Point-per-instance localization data
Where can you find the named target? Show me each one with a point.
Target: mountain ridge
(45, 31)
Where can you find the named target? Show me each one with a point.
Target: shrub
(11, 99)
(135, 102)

**Your task**
Every entry should be given again exactly as written.

**Exercise solution**
Where can you find the named target? Show me each one with a point.
Target: mountain ridge
(45, 31)
Where can you find the named target? Show me each one with a point.
Target: shrub
(11, 99)
(135, 102)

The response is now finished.